▸ **Texte à lire**:
========================================

Il faut ajouter aux textes d’Horace, les textes innombrables de Cicéron sur les societates, avec leurs participes, leurs socii, leurs magistri, leurs courriers, qui se retrouvent en foule tous les jours sur la même place, et notamment ce Terentius Varron, qui y arrive, lui aussi, « quum primum M. Terentius in Forum venit », pour y perdre beaucoup d’argent avec les publicains : « maximis enim damnis affectus est. » Voilà les temps antérieurs aux réformes d’Auguste[586].
Depuis cette époque, au contraire, il n’est plus jamais question dans aucun texte, soit littéraire, soit juridique, ni de ces aventures, ni de ces trafics, ni de ces enseignements périlleux des Janus. On ne cesse pas de jouer sous l’empire, on joue affreusement ; mais c’est ailleurs, et autrement, que l’on va exposer ou perdre sa fortune.
Ainsi, dans les œuvres de Martial, de Suétone, de Juvénal et des pères de l’Église qui écrivaient au temps où les publicains et leurs spéculations avaient été dispersés pour toujours, le jeu et les joueurs sont flagellés à diverses reprises, mais il n’y a plus rien de commun entre ces joueurs et les affaires d’argent du Forum et des argentariæ. Il ne s’agit plus désormais que de l’alea damnosa, d’ancienne origine, et du fritillus, du cornet à dés qui distribue la chance. On ne va plus à la mensa du banquier, ou à l’argenteria, ou à la basilique, comme autrefois, on va au hasard de la table de jeu, « ad casum tabulæ », et l’on s’y ruine, comme on le faisait jadis parmi les manieurs d’argent des deux Janus, dont il n’est plus question.
Comment pourrait-on comprendre que, brusquement, tous les écrivains romains, et spécialement les satiriques, les comiques, les anecdotiers si compendieux sous l’empire, aient cessé de parler de ces scandales publics, s’ils s’étaient continués de leur temps, comme au temps de la république.
Assurément le génie pénétrant et acerbe de Juvénal se fût attaqué, plus énergiquement encore que celui d’Horace, à ces excès provoquants de la spéculation, à ces chutes misérables, à ces triomphes orgueilleux et immoraux de la chance, qu’avait flétris l’aimable courtisan de Mécène et d’Auguste.
Or, pas plus que les autres, Juvénal n’en a dit un seul mot. La passion du jeu n’a pas cessé de sévir autour de lui ; il en signale les désordres ; le jeu revient souvent sous sa plume vengeresse, mais transformé et pour ainsi dire cantonné. Dès sa première satire, il lui lance une véhémente apostrophe : « Quand donc », dit-il, « la cupidité s’est-elle plus ouvertement étalée que de nos jours ? Quand les hasards du jeu ont-ils plus absorbé les âmes ? Ce n’est plus avec des sacs d’argent que l’on va courir les chances de la table de jeu, on y fait porter à ses côtés son coffre-fort » ; mais plus un mot des Janus.
[587] Juvénal, Sat., I, v. 88. Voy. aussi Sat., XIV, et supra, p. 189. — Martial, IV, 14 ; VI, 48 ; XIV, 8. — Suétone, Domitien, XXI.

========================================

▸ **Données de travail**:
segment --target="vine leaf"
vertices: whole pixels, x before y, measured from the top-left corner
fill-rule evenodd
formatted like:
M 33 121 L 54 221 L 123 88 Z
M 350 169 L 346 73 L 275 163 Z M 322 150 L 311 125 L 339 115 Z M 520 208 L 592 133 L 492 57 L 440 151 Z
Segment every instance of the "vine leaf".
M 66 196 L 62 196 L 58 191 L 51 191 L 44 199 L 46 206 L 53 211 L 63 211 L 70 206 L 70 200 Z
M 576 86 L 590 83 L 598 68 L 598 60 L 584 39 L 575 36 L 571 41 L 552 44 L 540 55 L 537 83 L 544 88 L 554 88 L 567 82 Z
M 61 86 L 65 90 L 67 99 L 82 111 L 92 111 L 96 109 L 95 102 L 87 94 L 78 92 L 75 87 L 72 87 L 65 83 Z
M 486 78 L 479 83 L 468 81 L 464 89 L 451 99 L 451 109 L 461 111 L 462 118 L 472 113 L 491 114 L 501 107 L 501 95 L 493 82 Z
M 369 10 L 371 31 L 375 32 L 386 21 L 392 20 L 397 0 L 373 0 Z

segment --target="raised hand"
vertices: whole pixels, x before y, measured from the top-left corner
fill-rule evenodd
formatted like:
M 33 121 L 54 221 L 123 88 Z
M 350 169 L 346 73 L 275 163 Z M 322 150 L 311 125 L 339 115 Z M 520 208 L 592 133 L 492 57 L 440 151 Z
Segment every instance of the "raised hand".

========================================

▸ **Liste des tâches**:
A. Pouvez-vous extraire, sans rien changer, le passage du texte sur le jeu à Rome qui commence aux mots « Il faut ajouter » et s'arrête après les mots « aux réformes d’Auguste[586]. » ?
B. Pouvez-vous recopier à l'identique les données de travail, depuis leur toute première ligne jusqu'à la ligne contenant « M 66 196 L 62 », celle-ci comprise ?

▸ **Les solutions**:
A.
Il faut ajouter aux textes d’Horace, les textes innombrables de Cicéron sur les societates, avec leurs participes, leurs socii, leurs magistri, leurs courriers, qui se retrouvent en foule tous les jours sur la même place, et notamment ce Terentius Varron, qui y arrive, lui aussi, « quum primum M. Terentius in Forum venit », pour y perdre beaucoup d’argent avec les publicains : « maximis enim damnis affectus est. » Voilà les temps antérieurs aux réformes d’Auguste[586].

B.
segment --target="vine leaf"
vertices: whole pixels, x before y, measured from the top-left corner
fill-rule evenodd
formatted like:
M 33 121 L 54 221 L 123 88 Z
M 350 169 L 346 73 L 275 163 Z M 322 150 L 311 125 L 339 115 Z M 520 208 L 592 133 L 492 57 L 440 151 Z
Segment every instance of the "vine leaf".
M 66 196 L 62 196 L 58 191 L 51 191 L 44 199 L 46 206 L 53 211 L 63 211 L 70 206 L 70 200 Z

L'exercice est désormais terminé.